(EXERCISE INPUT begins)

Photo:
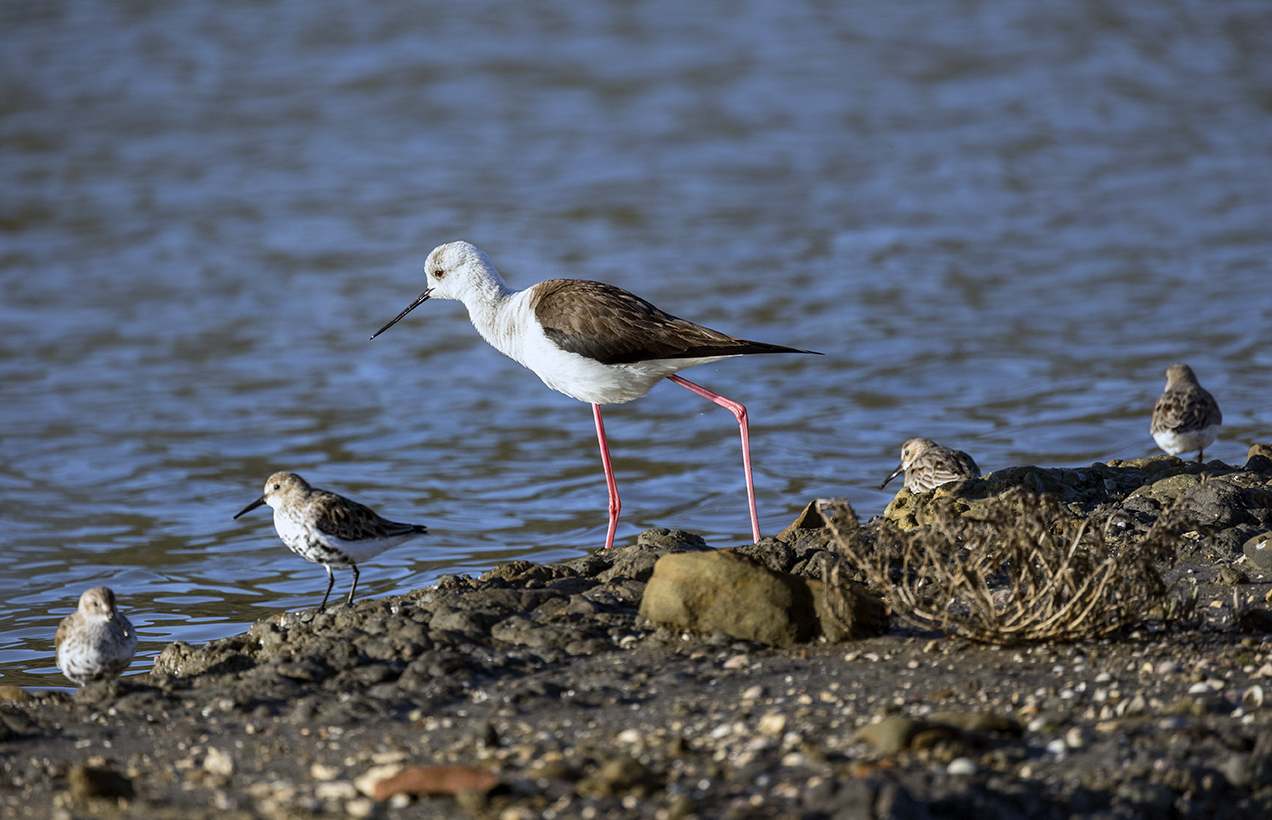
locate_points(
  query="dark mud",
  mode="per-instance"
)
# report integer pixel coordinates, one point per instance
(548, 678)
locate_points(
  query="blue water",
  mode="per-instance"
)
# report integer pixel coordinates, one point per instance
(999, 220)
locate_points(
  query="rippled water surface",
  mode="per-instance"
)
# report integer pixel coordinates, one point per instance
(999, 220)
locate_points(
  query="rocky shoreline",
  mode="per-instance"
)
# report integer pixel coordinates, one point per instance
(542, 692)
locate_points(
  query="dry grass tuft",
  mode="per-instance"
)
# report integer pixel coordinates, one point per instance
(1022, 570)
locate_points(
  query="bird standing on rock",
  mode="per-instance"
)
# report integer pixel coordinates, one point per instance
(328, 529)
(593, 342)
(1187, 416)
(927, 465)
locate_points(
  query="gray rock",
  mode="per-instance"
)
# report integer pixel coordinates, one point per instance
(723, 591)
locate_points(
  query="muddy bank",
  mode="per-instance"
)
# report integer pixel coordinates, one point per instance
(547, 676)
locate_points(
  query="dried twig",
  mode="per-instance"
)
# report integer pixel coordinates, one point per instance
(1023, 570)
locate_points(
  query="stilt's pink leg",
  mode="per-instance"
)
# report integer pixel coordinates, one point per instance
(615, 504)
(740, 415)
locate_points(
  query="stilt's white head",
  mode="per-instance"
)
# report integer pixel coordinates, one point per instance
(457, 270)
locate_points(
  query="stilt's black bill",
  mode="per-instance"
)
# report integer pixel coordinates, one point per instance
(415, 304)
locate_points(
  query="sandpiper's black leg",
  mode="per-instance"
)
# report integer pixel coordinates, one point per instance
(331, 581)
(352, 589)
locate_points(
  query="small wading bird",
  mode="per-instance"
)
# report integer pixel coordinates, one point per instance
(593, 342)
(328, 529)
(1187, 416)
(927, 464)
(94, 642)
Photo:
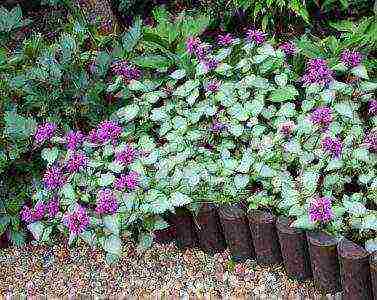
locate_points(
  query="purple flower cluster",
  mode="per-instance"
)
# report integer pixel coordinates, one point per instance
(106, 131)
(332, 145)
(322, 116)
(286, 128)
(74, 139)
(194, 46)
(107, 202)
(127, 156)
(129, 181)
(256, 36)
(371, 140)
(44, 132)
(288, 48)
(320, 210)
(76, 162)
(210, 63)
(225, 39)
(372, 107)
(201, 51)
(317, 71)
(77, 221)
(32, 215)
(213, 86)
(53, 178)
(127, 71)
(351, 58)
(53, 207)
(38, 213)
(217, 126)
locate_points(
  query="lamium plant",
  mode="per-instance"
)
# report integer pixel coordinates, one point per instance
(97, 187)
(243, 124)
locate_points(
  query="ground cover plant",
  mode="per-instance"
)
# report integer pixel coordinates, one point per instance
(241, 125)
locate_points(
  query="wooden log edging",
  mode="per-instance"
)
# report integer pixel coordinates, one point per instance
(208, 229)
(237, 233)
(294, 249)
(336, 266)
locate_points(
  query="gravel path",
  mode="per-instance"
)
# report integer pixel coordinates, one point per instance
(58, 270)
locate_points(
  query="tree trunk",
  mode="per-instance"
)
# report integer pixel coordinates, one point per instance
(98, 13)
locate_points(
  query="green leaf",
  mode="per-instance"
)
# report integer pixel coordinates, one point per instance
(36, 229)
(18, 127)
(128, 113)
(153, 61)
(303, 222)
(360, 71)
(310, 181)
(50, 154)
(111, 223)
(112, 244)
(132, 37)
(284, 94)
(145, 240)
(68, 193)
(106, 179)
(241, 181)
(180, 199)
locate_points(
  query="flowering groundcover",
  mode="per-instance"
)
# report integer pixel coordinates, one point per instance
(237, 125)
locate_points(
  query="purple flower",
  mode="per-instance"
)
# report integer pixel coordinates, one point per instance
(286, 128)
(256, 36)
(320, 210)
(129, 181)
(74, 139)
(194, 46)
(53, 207)
(53, 178)
(124, 69)
(317, 71)
(217, 126)
(333, 146)
(213, 86)
(288, 48)
(76, 162)
(371, 140)
(210, 63)
(44, 132)
(107, 202)
(322, 116)
(225, 39)
(77, 221)
(106, 131)
(127, 156)
(26, 214)
(39, 212)
(351, 58)
(372, 107)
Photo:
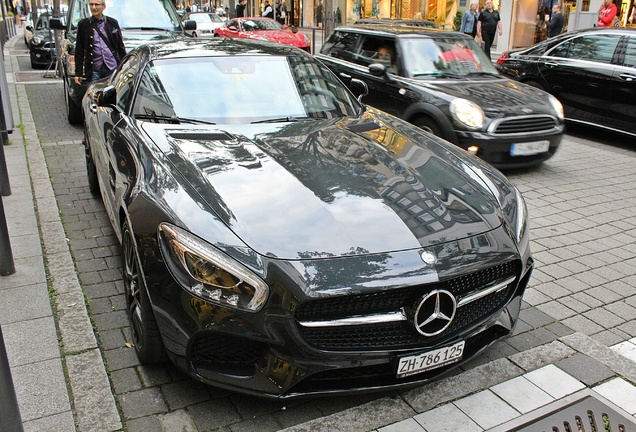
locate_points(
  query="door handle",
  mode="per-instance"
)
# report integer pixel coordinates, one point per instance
(628, 77)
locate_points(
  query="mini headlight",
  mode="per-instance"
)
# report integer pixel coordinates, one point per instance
(467, 113)
(557, 107)
(208, 273)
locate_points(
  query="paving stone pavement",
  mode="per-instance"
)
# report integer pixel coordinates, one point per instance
(581, 301)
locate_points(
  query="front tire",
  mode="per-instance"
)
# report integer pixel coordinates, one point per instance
(73, 112)
(143, 325)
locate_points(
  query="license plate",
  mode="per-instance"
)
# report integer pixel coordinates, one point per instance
(430, 360)
(525, 149)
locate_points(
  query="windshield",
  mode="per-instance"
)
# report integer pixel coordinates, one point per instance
(262, 24)
(444, 57)
(245, 89)
(205, 18)
(152, 14)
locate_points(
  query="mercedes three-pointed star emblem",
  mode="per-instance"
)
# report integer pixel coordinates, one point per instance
(435, 312)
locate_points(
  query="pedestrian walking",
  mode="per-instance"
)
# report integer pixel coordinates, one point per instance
(99, 47)
(469, 20)
(556, 22)
(488, 23)
(268, 11)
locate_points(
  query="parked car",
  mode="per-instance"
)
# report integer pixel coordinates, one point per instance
(207, 22)
(397, 22)
(263, 29)
(442, 82)
(157, 21)
(42, 43)
(284, 239)
(592, 72)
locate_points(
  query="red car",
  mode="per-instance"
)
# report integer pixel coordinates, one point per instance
(263, 29)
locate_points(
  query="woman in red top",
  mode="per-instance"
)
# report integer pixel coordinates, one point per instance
(606, 14)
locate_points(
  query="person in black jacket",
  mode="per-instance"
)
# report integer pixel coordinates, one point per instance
(555, 25)
(99, 47)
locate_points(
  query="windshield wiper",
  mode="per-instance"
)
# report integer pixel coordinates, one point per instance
(173, 119)
(283, 119)
(148, 28)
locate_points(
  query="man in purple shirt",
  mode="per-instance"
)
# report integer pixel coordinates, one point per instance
(99, 47)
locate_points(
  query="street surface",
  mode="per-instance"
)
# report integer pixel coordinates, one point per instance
(582, 227)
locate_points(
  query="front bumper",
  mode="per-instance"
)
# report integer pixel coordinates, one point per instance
(274, 354)
(496, 148)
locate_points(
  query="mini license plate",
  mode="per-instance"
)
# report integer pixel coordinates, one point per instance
(430, 360)
(525, 149)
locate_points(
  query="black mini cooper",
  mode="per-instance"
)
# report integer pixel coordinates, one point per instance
(442, 82)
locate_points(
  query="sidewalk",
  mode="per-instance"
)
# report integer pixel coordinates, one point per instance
(62, 383)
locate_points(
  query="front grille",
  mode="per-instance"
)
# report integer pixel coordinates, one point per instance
(401, 334)
(210, 348)
(520, 125)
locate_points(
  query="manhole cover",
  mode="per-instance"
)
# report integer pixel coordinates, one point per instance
(584, 415)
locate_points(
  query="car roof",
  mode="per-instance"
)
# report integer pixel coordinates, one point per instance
(218, 47)
(399, 31)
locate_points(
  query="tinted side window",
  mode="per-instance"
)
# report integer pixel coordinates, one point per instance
(630, 52)
(341, 44)
(599, 48)
(124, 81)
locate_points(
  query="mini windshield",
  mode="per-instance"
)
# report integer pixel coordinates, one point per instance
(246, 89)
(450, 57)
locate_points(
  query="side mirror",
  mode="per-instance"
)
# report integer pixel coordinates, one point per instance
(57, 24)
(359, 88)
(107, 97)
(377, 69)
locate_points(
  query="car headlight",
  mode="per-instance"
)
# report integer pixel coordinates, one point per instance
(467, 113)
(208, 273)
(557, 107)
(519, 221)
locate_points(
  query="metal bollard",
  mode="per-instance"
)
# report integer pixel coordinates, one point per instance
(10, 419)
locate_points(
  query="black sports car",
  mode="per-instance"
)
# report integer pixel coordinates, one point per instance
(592, 72)
(443, 82)
(42, 43)
(280, 238)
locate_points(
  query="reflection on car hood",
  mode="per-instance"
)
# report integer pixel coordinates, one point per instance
(324, 186)
(281, 36)
(493, 94)
(134, 38)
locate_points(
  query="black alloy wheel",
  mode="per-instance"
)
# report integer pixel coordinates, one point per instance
(145, 332)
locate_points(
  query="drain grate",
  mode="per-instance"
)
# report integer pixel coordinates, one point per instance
(585, 415)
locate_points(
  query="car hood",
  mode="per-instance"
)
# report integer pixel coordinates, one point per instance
(280, 36)
(332, 188)
(497, 96)
(136, 37)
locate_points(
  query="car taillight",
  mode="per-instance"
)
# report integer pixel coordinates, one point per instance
(503, 58)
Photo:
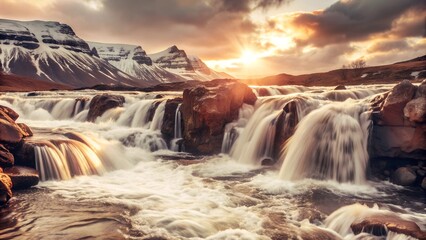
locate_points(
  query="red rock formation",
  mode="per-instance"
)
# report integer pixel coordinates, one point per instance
(377, 225)
(206, 111)
(102, 103)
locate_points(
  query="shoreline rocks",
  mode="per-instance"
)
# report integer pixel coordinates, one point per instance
(101, 103)
(12, 135)
(398, 138)
(206, 111)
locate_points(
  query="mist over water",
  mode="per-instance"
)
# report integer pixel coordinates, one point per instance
(121, 166)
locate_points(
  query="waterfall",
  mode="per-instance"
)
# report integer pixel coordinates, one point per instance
(157, 120)
(177, 143)
(329, 143)
(75, 155)
(255, 140)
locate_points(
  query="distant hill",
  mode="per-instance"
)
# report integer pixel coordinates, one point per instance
(414, 69)
(14, 83)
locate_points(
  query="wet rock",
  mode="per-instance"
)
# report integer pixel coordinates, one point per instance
(404, 176)
(399, 142)
(102, 103)
(6, 158)
(378, 225)
(377, 102)
(286, 125)
(421, 172)
(263, 92)
(26, 131)
(10, 132)
(25, 155)
(421, 90)
(340, 87)
(5, 188)
(415, 110)
(22, 177)
(9, 112)
(392, 109)
(206, 111)
(168, 126)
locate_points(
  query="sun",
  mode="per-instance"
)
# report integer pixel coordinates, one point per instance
(248, 57)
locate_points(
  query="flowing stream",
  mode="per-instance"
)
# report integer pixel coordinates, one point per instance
(118, 177)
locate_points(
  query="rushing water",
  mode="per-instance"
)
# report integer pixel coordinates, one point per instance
(118, 178)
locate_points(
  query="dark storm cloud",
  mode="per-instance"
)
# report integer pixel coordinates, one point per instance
(355, 20)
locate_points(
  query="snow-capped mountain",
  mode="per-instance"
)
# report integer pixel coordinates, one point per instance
(134, 61)
(51, 51)
(177, 61)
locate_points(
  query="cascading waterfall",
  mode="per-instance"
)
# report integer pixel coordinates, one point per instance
(76, 155)
(329, 143)
(176, 143)
(255, 140)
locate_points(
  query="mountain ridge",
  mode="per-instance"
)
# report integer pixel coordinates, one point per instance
(51, 51)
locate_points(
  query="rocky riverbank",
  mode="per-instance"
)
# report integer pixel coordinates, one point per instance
(398, 142)
(12, 137)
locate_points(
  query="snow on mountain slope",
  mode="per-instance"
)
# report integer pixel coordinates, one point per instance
(134, 61)
(178, 62)
(51, 51)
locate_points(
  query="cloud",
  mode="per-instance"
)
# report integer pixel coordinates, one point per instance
(357, 20)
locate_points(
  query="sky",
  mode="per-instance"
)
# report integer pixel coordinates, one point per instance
(247, 38)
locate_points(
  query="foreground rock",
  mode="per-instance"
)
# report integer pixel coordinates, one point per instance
(102, 103)
(11, 139)
(6, 158)
(22, 177)
(5, 188)
(168, 126)
(206, 111)
(399, 129)
(378, 225)
(404, 176)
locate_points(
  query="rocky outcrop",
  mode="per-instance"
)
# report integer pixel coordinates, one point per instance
(286, 126)
(11, 139)
(399, 129)
(380, 224)
(206, 111)
(404, 176)
(5, 188)
(168, 126)
(6, 158)
(415, 110)
(22, 177)
(102, 103)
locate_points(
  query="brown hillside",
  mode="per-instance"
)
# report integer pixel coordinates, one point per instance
(15, 83)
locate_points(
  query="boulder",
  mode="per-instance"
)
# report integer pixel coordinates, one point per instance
(6, 158)
(421, 90)
(5, 188)
(10, 132)
(392, 109)
(340, 87)
(286, 126)
(404, 176)
(168, 126)
(379, 224)
(102, 103)
(206, 111)
(415, 110)
(22, 177)
(26, 131)
(399, 142)
(9, 112)
(25, 155)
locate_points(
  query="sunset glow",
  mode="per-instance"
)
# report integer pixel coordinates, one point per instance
(238, 36)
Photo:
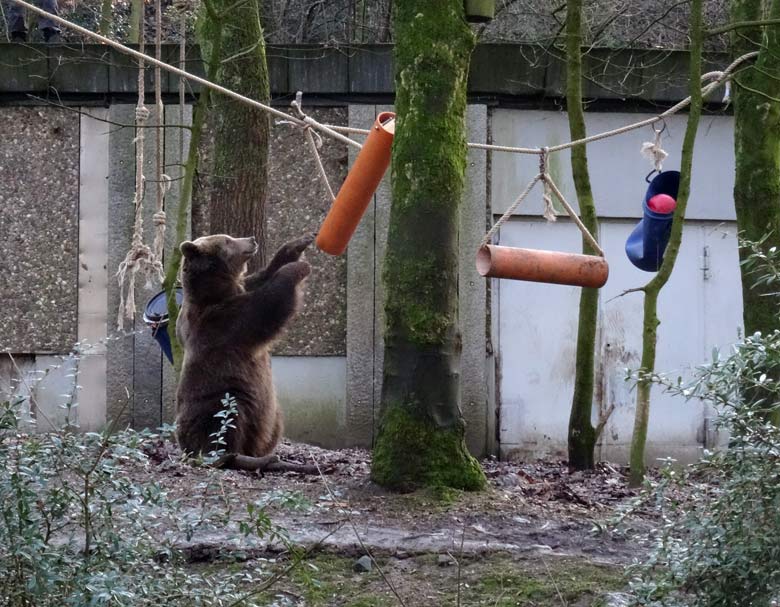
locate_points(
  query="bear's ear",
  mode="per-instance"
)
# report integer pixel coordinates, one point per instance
(188, 249)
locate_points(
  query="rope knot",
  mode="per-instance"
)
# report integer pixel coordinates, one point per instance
(653, 151)
(549, 209)
(142, 113)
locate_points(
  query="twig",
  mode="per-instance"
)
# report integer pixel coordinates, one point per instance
(626, 292)
(460, 559)
(552, 579)
(279, 575)
(268, 463)
(357, 535)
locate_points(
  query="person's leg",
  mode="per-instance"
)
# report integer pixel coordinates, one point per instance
(16, 25)
(51, 31)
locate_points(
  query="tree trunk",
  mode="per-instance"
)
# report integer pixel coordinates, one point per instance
(185, 199)
(239, 181)
(106, 17)
(421, 433)
(653, 288)
(757, 152)
(136, 21)
(582, 434)
(199, 119)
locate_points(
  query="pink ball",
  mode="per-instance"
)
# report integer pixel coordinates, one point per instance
(662, 203)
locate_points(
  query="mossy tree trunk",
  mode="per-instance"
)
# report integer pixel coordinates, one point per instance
(757, 153)
(199, 118)
(239, 181)
(136, 21)
(421, 433)
(185, 200)
(106, 17)
(582, 434)
(653, 288)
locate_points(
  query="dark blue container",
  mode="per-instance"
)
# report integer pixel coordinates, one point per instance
(646, 245)
(156, 316)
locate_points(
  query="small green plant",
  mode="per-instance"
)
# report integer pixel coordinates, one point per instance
(77, 530)
(721, 547)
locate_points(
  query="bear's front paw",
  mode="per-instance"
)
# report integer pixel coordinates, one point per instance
(293, 250)
(297, 271)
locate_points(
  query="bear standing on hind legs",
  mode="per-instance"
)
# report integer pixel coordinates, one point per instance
(226, 326)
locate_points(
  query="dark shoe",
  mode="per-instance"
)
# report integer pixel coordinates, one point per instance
(51, 36)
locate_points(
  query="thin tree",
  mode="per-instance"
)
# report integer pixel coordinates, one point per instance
(582, 434)
(757, 154)
(238, 183)
(653, 288)
(421, 432)
(136, 21)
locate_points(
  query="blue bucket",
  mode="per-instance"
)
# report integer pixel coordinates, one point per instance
(646, 245)
(156, 317)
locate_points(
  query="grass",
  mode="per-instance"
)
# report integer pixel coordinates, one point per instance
(496, 580)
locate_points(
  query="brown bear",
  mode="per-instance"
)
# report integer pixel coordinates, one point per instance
(226, 325)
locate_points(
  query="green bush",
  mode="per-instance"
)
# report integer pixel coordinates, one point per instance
(719, 544)
(76, 529)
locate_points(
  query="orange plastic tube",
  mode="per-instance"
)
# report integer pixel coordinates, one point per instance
(358, 188)
(542, 266)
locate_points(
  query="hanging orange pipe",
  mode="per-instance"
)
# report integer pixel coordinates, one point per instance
(358, 188)
(542, 266)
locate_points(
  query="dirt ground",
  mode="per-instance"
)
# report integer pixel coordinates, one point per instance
(538, 536)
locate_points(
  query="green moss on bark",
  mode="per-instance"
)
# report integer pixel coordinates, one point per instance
(757, 152)
(447, 461)
(239, 181)
(582, 434)
(653, 288)
(421, 436)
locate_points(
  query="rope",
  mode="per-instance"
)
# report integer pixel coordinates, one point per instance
(179, 72)
(496, 226)
(549, 209)
(653, 151)
(140, 258)
(549, 212)
(137, 255)
(717, 77)
(314, 146)
(585, 232)
(163, 181)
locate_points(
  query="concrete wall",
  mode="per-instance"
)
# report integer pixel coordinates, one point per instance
(66, 229)
(535, 325)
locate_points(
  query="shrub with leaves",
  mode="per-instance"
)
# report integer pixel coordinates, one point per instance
(76, 529)
(721, 546)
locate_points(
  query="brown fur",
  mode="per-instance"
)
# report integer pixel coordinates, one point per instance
(226, 325)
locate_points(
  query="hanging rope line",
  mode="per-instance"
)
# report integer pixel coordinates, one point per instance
(314, 146)
(163, 180)
(718, 78)
(549, 213)
(140, 256)
(653, 151)
(179, 72)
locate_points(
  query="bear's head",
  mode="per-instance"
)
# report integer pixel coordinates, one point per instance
(213, 266)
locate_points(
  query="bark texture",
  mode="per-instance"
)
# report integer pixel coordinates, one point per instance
(757, 151)
(653, 288)
(582, 434)
(421, 435)
(239, 181)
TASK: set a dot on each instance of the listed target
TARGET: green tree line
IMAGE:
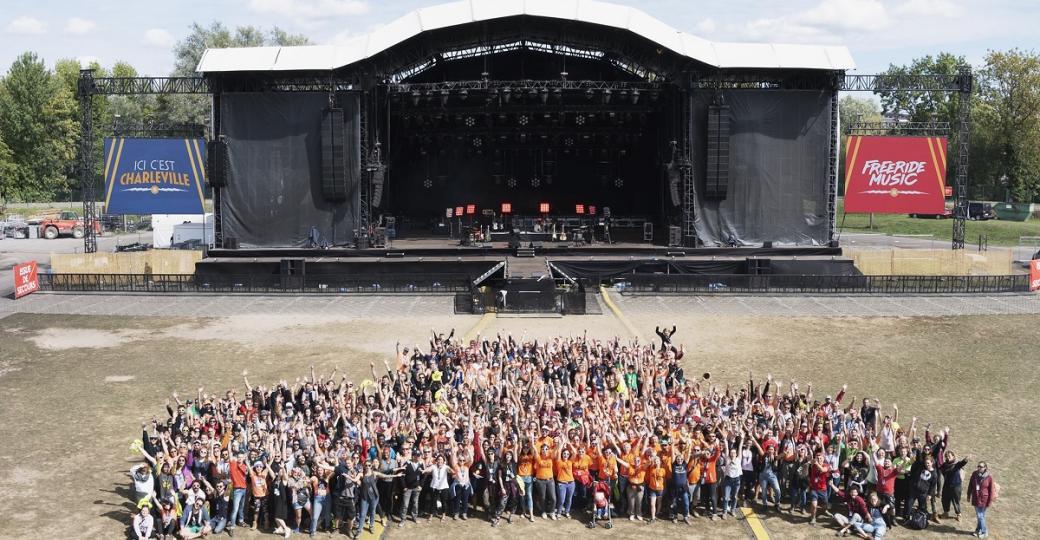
(40, 114)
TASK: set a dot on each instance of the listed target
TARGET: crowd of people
(508, 430)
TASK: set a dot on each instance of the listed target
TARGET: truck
(67, 223)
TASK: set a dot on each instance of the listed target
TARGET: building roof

(EXERCISE INPUT ends)

- _WHAT YOU WILL DO_: Only the count belongs in your answer, so please work out how many lines of the data contain "mini".

- _WRITTEN ANSWER_: 4